### Provided records ###

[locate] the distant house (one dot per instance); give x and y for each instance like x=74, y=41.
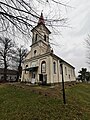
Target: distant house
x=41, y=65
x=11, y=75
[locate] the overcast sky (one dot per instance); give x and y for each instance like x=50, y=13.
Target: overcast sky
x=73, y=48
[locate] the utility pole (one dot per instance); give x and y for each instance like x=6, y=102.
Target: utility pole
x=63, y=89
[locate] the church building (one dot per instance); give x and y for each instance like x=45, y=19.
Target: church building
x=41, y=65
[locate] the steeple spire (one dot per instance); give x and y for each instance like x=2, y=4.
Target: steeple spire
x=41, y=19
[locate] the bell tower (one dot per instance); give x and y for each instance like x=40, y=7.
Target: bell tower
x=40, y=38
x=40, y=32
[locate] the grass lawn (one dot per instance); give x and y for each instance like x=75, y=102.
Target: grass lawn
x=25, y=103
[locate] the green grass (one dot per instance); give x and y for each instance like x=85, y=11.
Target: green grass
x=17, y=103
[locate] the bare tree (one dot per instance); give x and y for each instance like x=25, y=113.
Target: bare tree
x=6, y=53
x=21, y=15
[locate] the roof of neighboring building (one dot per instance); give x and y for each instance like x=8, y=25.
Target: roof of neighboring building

###
### Provided records ###

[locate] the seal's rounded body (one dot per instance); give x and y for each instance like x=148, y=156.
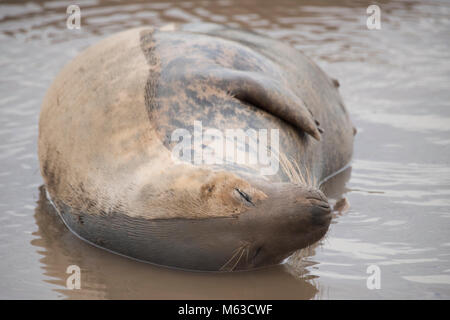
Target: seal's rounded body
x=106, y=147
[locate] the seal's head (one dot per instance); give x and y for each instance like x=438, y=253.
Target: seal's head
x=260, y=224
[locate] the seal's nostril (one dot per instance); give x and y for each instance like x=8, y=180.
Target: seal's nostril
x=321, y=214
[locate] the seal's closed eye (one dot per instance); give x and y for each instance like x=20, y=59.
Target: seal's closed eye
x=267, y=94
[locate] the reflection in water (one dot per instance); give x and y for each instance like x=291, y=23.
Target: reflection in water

###

Problem
Match on "reflection" and copy out every line of the entries that contains it.

Exercise result
[locate] the reflection in water (one dot per instance); give x and y for each instance like x=291, y=23.
Target: reflection in water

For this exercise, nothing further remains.